▶ [Aim]
List each of the lines below that contains the word "trim", copying every such line in full.

▶ [Extracted data]

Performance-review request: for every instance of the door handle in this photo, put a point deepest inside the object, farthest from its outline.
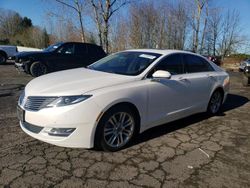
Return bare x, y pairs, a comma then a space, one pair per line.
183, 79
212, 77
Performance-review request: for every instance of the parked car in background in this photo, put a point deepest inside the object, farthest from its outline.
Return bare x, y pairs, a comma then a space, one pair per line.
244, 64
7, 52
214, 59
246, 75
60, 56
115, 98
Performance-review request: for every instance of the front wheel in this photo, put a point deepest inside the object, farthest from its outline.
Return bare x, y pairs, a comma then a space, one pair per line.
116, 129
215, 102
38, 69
==
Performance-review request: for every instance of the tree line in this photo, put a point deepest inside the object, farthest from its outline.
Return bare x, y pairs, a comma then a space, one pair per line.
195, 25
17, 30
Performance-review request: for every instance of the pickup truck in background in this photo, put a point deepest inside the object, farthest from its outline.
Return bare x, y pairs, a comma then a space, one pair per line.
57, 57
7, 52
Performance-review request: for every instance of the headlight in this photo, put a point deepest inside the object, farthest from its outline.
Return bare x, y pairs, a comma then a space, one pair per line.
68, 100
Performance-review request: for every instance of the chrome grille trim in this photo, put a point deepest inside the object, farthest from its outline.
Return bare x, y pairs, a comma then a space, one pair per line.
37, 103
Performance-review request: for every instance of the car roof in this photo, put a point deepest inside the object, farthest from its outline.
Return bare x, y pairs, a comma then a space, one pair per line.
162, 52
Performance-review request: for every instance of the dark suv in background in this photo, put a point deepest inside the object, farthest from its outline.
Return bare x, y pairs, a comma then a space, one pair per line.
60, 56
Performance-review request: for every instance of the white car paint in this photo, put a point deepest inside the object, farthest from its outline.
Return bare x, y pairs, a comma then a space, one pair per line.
...
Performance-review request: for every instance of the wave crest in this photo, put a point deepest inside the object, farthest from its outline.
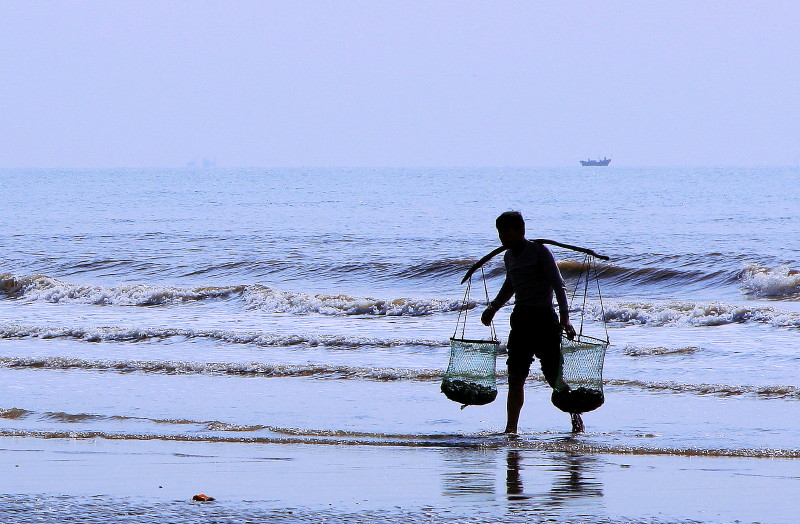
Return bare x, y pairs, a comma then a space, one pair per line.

▶ [Solution]
Performance-review request: for every instance of the chrome grille trim in this photo, put a point deepest inside the object, farthest from its outline.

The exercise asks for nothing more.